### Required tasks
• a. Please copy the Perl forum thread from "Post #1 of 3" to "to get (3,4).", swapping every "@groups" for "@nums".
• b. Answer these questions on the Perl forum thread:
(i) How many views does Post #1 of 3 show?
(ii) According to Post #2, why doesn't the original code work?
(iii) What date and time are given for Post #2?

Dec 16, 2002, 1:55 PM

Post #1 of 3 (340 views)
What's wrong with that code ??? Can't Post
@groups=(1,2,3,4);
-----------------------
I want @g1 to get (1,2) and @g2 to get (3,4).
but when I write this it won't work:
(@g1,@g2)=(@groups[0,1],@groups[2,3]);

Why ???

(This is work:
my @g1=@groups[0,1];
my @g2=@groups[2,3];)


davorg
Thaumaturge / Moderator

Dec 16, 2002, 10:56 PM

Post #2 of 3 (331 views)
Re: [yaniv_av] What's wrong with that code ??? [In reply to] Can't Post
It doesn't work because list assignment is greedy.

Your code
Code
(@g1,@g2)=(@groups[0,1],@groups[2,3]);
is exactly equivalent to
Code
(@g1,@g2)=(1,2,3,4);
or
Code
(@g1,@g2)=@groups;
There is no way for Perl to know when to stop assigning to @g1 and start assigning to @g2.

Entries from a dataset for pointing
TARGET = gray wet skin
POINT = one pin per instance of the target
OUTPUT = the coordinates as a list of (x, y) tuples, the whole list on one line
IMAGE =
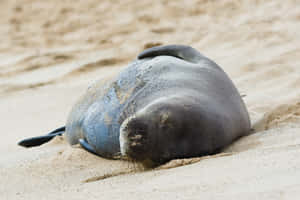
[(172, 102)]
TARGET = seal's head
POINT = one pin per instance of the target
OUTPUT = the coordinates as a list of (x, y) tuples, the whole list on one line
[(154, 135)]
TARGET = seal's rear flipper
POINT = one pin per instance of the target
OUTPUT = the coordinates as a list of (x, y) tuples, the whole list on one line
[(183, 52), (39, 140)]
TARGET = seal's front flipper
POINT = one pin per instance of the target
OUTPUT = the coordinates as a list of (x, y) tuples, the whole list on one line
[(84, 144), (39, 140)]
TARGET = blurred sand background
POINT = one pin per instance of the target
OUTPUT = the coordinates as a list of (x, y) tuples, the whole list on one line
[(50, 51)]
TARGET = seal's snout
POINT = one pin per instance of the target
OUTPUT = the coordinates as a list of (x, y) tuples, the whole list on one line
[(133, 138)]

### Task-by-task answers
• a.
Post #1 of 3 (340 views)
What's wrong with that code ??? Can't Post
@nums=(1,2,3,4);
-----------------------
I want @g1 to get (1,2) and @g2 to get (3,4).

• b.
(i) 340 views.
(ii) Because list assignment is greedy.
(iii) Dec 16, 2002, 10:56 PM.